▶ CHALLENGE
Please quote the material exactly, every line of it.
********************
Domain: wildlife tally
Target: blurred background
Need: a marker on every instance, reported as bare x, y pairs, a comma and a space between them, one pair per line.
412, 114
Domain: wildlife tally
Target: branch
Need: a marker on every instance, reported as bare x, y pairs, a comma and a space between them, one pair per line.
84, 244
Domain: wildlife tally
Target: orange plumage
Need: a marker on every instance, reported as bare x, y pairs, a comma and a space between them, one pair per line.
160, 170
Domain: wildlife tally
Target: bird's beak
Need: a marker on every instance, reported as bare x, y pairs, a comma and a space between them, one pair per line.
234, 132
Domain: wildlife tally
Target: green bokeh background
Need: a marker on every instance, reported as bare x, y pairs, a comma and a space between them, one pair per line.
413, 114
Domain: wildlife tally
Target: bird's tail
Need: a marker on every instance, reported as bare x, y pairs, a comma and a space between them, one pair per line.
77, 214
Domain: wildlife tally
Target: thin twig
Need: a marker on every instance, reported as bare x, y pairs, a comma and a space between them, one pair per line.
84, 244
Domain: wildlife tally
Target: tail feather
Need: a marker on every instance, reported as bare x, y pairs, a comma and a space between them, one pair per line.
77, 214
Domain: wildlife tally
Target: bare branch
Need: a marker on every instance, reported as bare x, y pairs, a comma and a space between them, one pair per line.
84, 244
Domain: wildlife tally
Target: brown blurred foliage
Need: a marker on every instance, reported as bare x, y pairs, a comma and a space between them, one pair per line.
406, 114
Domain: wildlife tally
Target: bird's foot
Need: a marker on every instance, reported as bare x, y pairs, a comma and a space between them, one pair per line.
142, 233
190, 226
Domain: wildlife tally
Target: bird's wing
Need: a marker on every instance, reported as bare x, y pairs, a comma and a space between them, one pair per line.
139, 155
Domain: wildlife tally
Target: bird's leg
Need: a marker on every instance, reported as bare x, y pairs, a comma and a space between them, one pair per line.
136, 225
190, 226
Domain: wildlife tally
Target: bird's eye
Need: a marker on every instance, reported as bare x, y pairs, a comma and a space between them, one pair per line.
********************
▶ SOLUTION TO THE EXERCISE
Domain: wildlife tally
Target: blurred background
Need: a marker on every instance, reported as bare x, y pairs, a comma and a space between them, one pair per line.
412, 114
Domain: wildlife tally
Target: branch
Need: a marker on every instance, reported as bare x, y pairs, a comma and a space between them, one pair per line.
84, 244
Domain: wildlife tally
Target: orange plumage
Need: a marker on every instance, reported as bare x, y pairs, a comma and a space between them, one pair per line.
160, 170
Domain: wildlife tally
Target: bird's beak
Need: a marker on every instance, reported as bare x, y pairs, a comma and a space between them, one pair per line.
234, 132
Domain: wildlife tally
Target: green bokeh background
Need: a marker on every instance, reported as bare x, y pairs, a comma and a space between them, one pair per line.
413, 114
Domain: wildlife tally
Target: bird's tail
Need: a marker on every instance, reported as bare x, y pairs, a comma and a space between them, one pair per line.
77, 214
Domain: wildlife tally
Target: thin twig
Need: a marker on every instance, reported as bare x, y pairs, a comma and a space between them, one pair per line.
84, 244
Domain: wildlife tally
Target: tail feather
Need: a marker on every instance, reported as bare x, y pairs, a comma and a space between them, one pair per line.
77, 214
Domain: wildlife tally
Target: bare branch
Need: a marker on every instance, reported as bare x, y pairs, a comma and a space between them, one pair per line.
84, 244
Domain: wildlife tally
Target: brown blurred foliage
Need: a marker on every instance, reported as bare x, y pairs, a comma and a space between them, one pair per line.
406, 114
Domain: wildlife tally
Target: bird's foot
Need: a marker on every instance, reported as bare x, y pairs, a comma and a space between them, one pair per line.
142, 233
190, 226
Domain: wildlife tally
Target: bird's wing
Need: a marker on every instance, reported as bare x, y pairs, a comma and a space between them, one pair per line.
139, 155
Domain: wildlife tally
Target: bird's leg
Need: a marker on every instance, reported as bare x, y pairs, a comma and a space between them, one pair per line.
136, 225
190, 226
Domain: wildlife tally
Target: bird's eye
Need: a marker on every instance, reported as bare x, y pairs, a comma and a space between them, one pair per line.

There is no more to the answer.